» **TASK TO CARRY OUT**:
Write out, character for character, the line containing "of the tree" and all lines after it up to the end of the listing.
** Start **
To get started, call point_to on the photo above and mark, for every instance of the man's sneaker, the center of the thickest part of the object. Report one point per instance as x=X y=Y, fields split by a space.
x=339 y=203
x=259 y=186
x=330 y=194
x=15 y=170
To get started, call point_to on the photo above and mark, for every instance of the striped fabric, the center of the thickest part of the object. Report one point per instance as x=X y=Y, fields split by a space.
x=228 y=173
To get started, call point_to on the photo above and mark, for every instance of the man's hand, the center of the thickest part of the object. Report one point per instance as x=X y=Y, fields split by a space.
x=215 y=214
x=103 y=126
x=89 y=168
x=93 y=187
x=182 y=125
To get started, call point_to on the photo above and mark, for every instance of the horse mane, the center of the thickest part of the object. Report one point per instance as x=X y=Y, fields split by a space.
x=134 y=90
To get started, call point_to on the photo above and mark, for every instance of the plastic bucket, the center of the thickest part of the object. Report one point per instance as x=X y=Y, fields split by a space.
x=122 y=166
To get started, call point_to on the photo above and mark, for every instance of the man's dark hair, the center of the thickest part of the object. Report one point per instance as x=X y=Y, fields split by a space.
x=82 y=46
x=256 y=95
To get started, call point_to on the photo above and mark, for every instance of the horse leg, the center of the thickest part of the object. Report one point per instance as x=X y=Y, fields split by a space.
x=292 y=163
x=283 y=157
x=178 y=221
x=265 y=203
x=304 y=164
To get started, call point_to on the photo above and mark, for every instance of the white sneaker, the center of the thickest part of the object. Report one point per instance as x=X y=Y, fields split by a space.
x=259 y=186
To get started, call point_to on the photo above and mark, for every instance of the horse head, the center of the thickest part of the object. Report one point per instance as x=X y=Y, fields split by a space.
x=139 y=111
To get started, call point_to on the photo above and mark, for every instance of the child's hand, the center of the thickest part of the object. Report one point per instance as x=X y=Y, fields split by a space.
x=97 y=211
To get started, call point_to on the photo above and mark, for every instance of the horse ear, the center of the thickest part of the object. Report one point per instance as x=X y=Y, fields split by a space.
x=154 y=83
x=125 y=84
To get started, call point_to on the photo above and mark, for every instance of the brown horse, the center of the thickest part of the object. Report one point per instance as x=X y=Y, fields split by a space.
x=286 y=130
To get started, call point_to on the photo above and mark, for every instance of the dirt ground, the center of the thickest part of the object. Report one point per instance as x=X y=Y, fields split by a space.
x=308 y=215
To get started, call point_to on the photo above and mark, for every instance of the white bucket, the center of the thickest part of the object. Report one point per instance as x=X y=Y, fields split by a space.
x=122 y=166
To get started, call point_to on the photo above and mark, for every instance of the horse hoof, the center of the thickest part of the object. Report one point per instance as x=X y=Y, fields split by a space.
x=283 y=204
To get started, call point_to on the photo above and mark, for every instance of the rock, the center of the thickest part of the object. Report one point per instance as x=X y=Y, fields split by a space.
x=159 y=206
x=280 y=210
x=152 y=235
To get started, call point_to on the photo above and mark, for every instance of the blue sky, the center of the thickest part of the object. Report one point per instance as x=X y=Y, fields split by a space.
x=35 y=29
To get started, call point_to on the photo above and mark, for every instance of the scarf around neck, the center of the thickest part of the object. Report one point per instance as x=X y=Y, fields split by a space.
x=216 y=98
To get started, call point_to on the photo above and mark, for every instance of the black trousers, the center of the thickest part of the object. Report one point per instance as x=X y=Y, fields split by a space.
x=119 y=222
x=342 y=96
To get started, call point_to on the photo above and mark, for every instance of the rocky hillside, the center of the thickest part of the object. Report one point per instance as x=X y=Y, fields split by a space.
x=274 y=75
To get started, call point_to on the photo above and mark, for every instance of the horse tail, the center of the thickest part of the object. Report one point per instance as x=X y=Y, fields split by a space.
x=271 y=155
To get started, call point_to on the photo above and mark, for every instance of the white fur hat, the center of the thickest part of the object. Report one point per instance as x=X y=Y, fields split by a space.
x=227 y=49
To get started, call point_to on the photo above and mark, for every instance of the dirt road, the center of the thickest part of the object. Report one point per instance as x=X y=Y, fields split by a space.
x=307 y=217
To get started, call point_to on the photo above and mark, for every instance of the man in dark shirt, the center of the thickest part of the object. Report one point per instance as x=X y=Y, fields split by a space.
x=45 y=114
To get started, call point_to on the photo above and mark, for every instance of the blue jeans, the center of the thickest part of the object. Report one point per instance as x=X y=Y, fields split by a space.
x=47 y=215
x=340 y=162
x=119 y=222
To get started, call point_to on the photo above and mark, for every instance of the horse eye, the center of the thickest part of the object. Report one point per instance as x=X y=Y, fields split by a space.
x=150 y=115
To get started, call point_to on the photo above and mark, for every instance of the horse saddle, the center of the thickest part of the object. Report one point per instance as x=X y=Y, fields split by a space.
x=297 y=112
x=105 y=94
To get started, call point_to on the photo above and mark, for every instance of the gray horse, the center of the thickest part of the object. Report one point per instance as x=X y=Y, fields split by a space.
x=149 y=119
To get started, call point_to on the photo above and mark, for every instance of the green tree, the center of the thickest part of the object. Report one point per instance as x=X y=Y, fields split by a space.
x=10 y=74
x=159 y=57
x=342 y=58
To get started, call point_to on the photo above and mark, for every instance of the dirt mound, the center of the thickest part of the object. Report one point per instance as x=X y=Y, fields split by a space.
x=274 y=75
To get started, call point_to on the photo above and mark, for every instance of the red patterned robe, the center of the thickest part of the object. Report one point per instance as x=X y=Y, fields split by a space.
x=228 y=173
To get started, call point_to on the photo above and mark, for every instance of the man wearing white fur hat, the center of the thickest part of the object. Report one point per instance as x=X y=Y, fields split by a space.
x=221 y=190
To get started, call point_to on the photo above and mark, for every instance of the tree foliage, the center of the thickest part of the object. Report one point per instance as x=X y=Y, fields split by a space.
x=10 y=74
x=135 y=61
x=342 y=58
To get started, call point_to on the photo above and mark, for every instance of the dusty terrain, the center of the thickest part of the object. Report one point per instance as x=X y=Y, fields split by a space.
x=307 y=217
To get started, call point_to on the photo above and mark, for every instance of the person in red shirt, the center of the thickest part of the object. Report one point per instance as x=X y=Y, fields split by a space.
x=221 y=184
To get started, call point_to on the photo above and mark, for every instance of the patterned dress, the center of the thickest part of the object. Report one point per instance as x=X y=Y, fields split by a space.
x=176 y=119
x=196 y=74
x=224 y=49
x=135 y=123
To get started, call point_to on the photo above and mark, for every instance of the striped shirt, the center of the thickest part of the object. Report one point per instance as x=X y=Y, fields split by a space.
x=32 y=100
** End **
» **OUTPUT OF THE EXERCISE**:
To get started, call point_to on the photo above and mark, for every instance of the tree foliage, the center of the thickest part of the object. Report one point per instance as x=X y=Y, fields split by a space.
x=10 y=74
x=135 y=61
x=342 y=58
To get started, call point_to on the photo above and mark, for every instance of the dusty terrain, the center of the thickest part of the object. Report one point per instance as x=X y=Y, fields split by a space.
x=307 y=217
To get started, call point_to on the photo above and mark, for every instance of the person in red shirt, the center of the thickest part of the object. Report one point per instance as x=X y=Y, fields split by a space.
x=221 y=184
To get started, call point_to on the photo above and mark, for every instance of the patterned dress, the center of the thickest part of the object. Report one point per instance as x=X y=Y, fields split by a space.
x=176 y=119
x=196 y=74
x=224 y=49
x=135 y=123
To get started, call point_to on the photo above and mark, for every instance of the striped shirt, the center of the thickest part of the object. Report one point per instance as x=X y=Y, fields split by a space.
x=32 y=100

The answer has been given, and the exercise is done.